==== Exercise material ====
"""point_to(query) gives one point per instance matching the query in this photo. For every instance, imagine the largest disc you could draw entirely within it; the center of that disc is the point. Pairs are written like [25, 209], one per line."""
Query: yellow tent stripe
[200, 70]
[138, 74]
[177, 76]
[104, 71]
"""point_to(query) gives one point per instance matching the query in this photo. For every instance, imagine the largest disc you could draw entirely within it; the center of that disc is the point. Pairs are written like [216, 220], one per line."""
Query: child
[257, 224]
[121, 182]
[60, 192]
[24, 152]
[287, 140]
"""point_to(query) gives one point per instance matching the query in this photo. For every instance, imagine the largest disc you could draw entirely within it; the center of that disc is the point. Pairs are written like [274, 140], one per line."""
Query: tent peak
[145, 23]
====
Exercise goal: Rewrite all of the items above, replacing every occurrence of "largest disc" with "biggest circle" and leaving everything else unchanged.

The reply:
"""point_to(query) gives one point per instance matching the query in this photo. For every instance, imagine the biggest circle you could draw entirely within it; the center of that disc is the point. Pairs are written like [25, 209], one per line."""
Query: yellow tent stripe
[200, 70]
[138, 74]
[177, 76]
[104, 71]
"""point_to(query) gives one point per instance matching the query in this photo. For every instance, imagine the biggest circle you could draw entirely within it; the center of that disc is the point. Pairs are written like [216, 220], one per line."""
Query: child
[257, 224]
[121, 182]
[60, 192]
[24, 152]
[287, 140]
"""point_to(query) gives one point per instance matching the query in this photo. For every instance, imagine the biggest circle you could draw entirely within it; the center of that disc is the point. Pairs are written like [274, 140], one per line."""
Query: tent peak
[145, 23]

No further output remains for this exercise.